======== Verilen metin
Maksur isimlerin marife halinde sonundaki elif-i maksure kelimenin kök harflerinden biriyse (yani kelimenin üçlü kökünün üçüncü harfini oluşturuyorsa) de veya kök harflerinden biri değilse de bütün îrab halleri takdiren olur. (Arapça Dilbilgisi Ayetlerle Nahiv Bilgisi)
وَج۪ٓيءَ يَوْمَئِذٍ بِجَهَنَّمَ
Ayet, atıf harfi وَ ‘la 21. ayetteki … اِذَا دُكَّتِ cümlesine atfedilmiştir. Atıf sebebi hükümde ortaklıktır. Cümleler arasında manen ve lafzen mutabakat mevcuttur. Müspet mazi fiil sıygasında faide-i haber ibtidaî kelamdır.
Mazi fiil sebata, temekkün ve istikrara işaret eder. (Hâlidî, Vakafat, S.107)
================
======== Verilen veriler
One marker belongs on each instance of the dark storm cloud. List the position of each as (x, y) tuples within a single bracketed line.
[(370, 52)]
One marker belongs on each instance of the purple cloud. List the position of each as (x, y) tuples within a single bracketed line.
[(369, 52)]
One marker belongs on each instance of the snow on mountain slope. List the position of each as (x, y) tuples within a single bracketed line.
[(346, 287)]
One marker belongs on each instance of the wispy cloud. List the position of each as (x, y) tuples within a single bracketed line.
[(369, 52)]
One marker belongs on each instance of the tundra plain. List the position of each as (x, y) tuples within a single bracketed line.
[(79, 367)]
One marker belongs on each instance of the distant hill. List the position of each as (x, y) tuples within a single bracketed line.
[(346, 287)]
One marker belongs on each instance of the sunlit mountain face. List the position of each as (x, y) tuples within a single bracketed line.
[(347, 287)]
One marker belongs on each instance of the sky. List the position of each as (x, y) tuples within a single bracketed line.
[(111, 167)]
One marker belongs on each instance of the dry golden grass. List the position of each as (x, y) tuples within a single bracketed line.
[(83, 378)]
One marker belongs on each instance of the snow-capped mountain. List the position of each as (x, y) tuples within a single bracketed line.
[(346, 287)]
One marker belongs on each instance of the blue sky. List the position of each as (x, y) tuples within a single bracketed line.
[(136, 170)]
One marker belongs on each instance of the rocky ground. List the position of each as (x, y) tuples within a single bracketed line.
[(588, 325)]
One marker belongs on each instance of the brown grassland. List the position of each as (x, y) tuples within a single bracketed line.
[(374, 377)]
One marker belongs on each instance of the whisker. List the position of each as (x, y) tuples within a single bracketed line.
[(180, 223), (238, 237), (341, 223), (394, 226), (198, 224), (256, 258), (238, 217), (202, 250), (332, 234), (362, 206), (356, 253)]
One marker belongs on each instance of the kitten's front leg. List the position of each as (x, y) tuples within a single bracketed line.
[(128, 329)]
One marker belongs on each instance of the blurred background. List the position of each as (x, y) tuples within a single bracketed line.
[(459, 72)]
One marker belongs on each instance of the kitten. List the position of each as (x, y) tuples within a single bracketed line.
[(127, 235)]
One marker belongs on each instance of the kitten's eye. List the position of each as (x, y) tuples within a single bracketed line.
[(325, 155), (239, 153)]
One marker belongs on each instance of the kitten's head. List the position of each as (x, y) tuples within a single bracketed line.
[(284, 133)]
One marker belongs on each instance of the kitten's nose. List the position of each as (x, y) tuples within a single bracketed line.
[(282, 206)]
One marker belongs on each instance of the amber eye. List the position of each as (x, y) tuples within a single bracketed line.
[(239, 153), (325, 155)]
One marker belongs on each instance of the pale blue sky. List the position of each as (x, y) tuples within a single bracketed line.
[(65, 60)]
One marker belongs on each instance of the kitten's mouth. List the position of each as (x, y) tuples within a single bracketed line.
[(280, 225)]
================
=== İstek 1 ===
Verilen metinde "وَج۪ٓيءَ يَوْمَئِذٍ بِجَهَنَّمَ" ifadesini içeren sözcüklerle açılıp "(Hâlidî, Vakafat, S.107)" ile kapanan bölümü aynen aktarın.
=== İstek 2 ===
Ayetin Arapça nahiv tahlilini yapan metni, son cümlesinden sonra kaldığı yerden sürdürün.
Listenin bu işle hiçbir ilgisi yoktur.

=== Yazılı yanıt 1 ===
وَج۪ٓيءَ يَوْمَئِذٍ بِجَهَنَّمَ
Ayet, atıf harfi وَ ‘la 21. ayetteki … اِذَا دُكَّتِ cümlesine atfedilmiştir. Atıf sebebi hükümde ortaklıktır. Cümleler arasında manen ve lafzen mutabakat mevcuttur. Müspet mazi fiil sıygasında faide-i haber ibtidaî kelamdır.
Mazi fiil sebata, temekkün ve istikrara işaret eder. (Hâlidî, Vakafat, S.107)

=== Yazılı yanıt 2 ===
ج۪ٓيءَ fiiline müteallik olan يَوْمَ zaman zarfı إذ ’e muzâftır. يَوْمَئِذٍ ‘deki tenvin mahzuf bir cümleden ivazdır. Takdiri تُدَكُّ الأرْضُ دَكًّا دَكًّا (Ama yeryüzü paramparça oldu) olan muzâfun ileyh cümlesinin hazfi, îcâz-ı hazif sanatıdır.
يَوْمَئِذٍ kıyamet gününden kinayedir. ج۪ٓيءَ fiilinin cehenneme isnadı mecaz-ı aklîdir. Ayrıca ifadede tecessüm sanatı vardır. ج۪ٓيءَ fiili, meçhul bina edilmiştir. Meçhul bina edilen fiillerde mef’ûle dikkat çekme kastı vardır. Çünkü fiil malum bina edildiğinde mef’ûl olan kelime, meçhul binada naib-i fail olur.
Meçhul bina naib-i failin bu fiilde bir dahli olmadığına da işaret eder. (Dr. Adil Ahmet Sâbir er-Ruveynî, Teemmülat fi Sûret-i İbrahim, s. 127)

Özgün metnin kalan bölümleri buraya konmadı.